### Problem to work on
Rescale the part of the listing that runs from its first line through the line containing "19], [217, 113]]". Write out every line again, requests included, and multiply each x and y coordinate in the answers by 0.55, rounding to whole numbers with halves going up.

(Stored data)
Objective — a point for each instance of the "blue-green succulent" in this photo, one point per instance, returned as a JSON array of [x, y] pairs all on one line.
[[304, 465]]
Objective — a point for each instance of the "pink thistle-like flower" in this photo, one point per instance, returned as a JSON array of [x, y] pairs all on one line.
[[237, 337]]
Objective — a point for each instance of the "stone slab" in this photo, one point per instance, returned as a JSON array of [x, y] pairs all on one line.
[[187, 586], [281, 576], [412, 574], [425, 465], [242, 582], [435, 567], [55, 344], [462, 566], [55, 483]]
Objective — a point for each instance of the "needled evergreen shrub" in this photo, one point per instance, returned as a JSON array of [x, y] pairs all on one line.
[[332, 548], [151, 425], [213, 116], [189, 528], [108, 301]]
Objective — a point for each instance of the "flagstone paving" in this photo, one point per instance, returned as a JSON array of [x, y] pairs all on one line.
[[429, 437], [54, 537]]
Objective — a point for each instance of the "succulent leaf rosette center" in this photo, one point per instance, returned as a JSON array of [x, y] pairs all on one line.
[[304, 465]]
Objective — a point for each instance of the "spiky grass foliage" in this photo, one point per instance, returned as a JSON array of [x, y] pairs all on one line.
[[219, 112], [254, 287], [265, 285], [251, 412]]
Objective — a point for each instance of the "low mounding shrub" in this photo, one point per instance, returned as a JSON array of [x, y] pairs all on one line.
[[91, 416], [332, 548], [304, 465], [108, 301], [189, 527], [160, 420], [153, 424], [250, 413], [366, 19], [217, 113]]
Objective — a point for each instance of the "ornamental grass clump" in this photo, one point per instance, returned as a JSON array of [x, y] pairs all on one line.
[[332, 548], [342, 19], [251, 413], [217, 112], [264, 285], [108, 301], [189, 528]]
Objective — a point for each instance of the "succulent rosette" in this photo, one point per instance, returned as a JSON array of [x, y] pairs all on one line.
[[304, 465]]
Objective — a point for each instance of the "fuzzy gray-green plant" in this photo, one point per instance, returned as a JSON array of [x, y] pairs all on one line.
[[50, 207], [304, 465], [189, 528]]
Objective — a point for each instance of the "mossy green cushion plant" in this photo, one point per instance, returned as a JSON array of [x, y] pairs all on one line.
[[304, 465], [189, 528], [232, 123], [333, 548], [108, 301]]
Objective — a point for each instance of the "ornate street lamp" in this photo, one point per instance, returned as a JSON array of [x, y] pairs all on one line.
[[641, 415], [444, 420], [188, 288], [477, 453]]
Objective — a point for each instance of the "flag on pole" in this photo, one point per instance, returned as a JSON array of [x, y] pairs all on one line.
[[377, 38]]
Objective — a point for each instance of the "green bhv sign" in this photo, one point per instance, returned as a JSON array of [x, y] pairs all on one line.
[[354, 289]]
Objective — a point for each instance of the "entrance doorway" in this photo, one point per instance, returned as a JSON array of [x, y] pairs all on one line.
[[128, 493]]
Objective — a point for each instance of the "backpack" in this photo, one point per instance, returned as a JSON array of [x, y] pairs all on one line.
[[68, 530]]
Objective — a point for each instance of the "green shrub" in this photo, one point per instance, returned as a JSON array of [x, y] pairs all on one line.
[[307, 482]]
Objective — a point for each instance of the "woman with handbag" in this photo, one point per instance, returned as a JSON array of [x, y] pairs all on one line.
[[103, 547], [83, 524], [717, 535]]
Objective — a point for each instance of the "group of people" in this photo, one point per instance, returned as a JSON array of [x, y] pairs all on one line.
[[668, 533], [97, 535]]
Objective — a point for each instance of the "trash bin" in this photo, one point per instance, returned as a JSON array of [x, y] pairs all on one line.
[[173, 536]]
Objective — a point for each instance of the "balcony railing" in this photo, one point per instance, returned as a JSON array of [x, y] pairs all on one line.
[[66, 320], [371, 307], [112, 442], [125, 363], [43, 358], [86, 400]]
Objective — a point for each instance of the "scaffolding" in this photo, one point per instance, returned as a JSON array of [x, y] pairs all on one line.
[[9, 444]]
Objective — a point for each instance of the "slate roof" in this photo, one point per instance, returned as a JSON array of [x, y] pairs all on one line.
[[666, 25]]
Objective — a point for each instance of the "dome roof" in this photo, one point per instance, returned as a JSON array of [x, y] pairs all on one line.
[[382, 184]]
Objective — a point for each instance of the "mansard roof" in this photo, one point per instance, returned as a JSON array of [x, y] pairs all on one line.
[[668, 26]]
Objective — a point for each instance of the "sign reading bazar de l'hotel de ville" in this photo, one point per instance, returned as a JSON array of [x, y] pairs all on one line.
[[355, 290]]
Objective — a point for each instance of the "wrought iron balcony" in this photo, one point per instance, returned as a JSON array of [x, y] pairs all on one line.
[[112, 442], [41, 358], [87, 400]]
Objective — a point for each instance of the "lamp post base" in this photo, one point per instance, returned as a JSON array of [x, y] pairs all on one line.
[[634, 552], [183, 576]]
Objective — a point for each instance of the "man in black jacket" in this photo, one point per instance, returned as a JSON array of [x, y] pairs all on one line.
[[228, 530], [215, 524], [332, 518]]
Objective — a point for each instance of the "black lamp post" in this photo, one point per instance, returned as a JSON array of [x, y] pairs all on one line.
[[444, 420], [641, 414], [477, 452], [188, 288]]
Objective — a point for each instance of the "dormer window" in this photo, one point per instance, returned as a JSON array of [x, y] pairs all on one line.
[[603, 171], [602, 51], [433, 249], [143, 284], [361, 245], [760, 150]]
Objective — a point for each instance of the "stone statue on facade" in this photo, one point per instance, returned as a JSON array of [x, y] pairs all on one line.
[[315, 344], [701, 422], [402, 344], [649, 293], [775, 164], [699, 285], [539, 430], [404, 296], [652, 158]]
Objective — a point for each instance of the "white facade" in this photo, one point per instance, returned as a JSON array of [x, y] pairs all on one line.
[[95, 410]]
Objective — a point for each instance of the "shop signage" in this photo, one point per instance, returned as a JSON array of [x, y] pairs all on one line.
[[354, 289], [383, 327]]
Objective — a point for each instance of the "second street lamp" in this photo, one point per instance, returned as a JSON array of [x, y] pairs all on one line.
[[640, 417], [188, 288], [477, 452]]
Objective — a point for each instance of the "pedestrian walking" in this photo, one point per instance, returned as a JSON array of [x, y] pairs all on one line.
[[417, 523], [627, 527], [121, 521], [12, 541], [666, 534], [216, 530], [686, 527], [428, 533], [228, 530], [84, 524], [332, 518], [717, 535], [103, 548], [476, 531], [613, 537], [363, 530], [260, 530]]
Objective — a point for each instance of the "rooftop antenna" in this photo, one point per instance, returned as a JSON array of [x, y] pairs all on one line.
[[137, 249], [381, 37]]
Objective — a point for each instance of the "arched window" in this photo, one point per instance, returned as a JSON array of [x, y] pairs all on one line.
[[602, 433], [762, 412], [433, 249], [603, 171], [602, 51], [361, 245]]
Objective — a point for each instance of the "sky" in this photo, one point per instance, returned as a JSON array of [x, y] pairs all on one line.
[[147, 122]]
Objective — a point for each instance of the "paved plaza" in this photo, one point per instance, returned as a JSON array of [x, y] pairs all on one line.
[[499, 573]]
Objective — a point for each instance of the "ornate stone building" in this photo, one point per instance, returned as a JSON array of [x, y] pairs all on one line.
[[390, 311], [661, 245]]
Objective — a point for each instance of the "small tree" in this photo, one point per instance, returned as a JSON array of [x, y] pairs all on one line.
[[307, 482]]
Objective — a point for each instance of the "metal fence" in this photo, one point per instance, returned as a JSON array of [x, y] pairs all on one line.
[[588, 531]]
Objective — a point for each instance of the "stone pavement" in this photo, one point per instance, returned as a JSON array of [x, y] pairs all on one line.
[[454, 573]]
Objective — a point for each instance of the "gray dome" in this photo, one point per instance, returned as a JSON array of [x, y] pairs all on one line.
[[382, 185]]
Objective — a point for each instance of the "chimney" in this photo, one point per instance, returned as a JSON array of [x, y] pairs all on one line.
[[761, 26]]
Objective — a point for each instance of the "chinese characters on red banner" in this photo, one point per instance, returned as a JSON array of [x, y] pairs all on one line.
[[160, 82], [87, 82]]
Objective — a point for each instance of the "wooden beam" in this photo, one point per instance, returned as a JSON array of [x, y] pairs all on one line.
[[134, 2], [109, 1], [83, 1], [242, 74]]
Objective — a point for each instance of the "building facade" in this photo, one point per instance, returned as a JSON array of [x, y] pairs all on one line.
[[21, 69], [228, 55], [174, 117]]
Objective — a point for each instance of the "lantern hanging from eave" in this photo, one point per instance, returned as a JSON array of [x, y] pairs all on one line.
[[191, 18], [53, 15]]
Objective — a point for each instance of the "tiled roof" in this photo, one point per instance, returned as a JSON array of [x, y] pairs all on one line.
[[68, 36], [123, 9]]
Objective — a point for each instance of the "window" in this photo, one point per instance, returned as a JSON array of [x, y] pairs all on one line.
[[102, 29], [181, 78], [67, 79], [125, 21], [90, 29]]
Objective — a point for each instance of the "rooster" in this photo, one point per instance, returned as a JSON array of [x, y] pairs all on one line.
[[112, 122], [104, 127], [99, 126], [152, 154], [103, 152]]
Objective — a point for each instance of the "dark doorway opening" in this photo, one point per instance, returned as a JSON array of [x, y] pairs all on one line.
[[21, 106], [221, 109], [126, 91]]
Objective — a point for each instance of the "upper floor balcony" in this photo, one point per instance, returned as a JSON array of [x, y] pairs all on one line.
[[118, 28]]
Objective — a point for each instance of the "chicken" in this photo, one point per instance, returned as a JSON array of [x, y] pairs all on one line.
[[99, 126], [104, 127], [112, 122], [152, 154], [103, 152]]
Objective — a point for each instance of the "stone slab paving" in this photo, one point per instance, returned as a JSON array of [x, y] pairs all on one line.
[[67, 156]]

### Output for this exercise
Objective — a point for each instance of the "blue-green succulent" in this photo, one point per instance, returned as a JSON array of [x, y] pairs all on one line.
[[167, 256]]
Objective — a point for each instance of the "pink thistle-like flower" in this photo, one point per instance, returned as a JSON array of [x, y] pairs all on one line.
[[130, 185]]
Objective — a point for each instance of the "stone slab" in this photo, one point per instance, returned as a JSON array of [x, y] pairs all on one line.
[[103, 322], [155, 317], [227, 316], [234, 256], [133, 320], [239, 312], [30, 189], [254, 311], [30, 266]]
Objective — a point for each instance of the "needled evergreen shrub" in this photo, one point per instance, returned as a JSON array of [x, y] pairs all on one line.
[[183, 301], [83, 234], [117, 64], [104, 290], [59, 166]]
Objective — a point for each instance of the "flagstone paving" in this photo, one point per instance, returned as a JSON array of [x, y] pairs all on one line.
[[236, 240], [30, 295]]
Objective — a point for each instance of the "succulent leaf rosette center" in this photo, one point per instance, returned as a JSON array of [x, y] pairs all on one line.
[[167, 256]]
Objective — a point for each instance of the "spiky grass foliage" in this photo, one point per instance, returned as a JSON array of [x, y] pairs all on one line.
[[120, 62], [140, 158], [146, 157], [138, 227]]
Objective — a point for each instance of the "low mounding shrub" in this photo, one point per instance, returned as a JSON array of [x, y] pairs all on one line.
[[50, 229], [183, 301], [167, 256], [59, 166], [104, 290], [88, 231], [84, 233], [138, 227], [201, 10], [119, 62]]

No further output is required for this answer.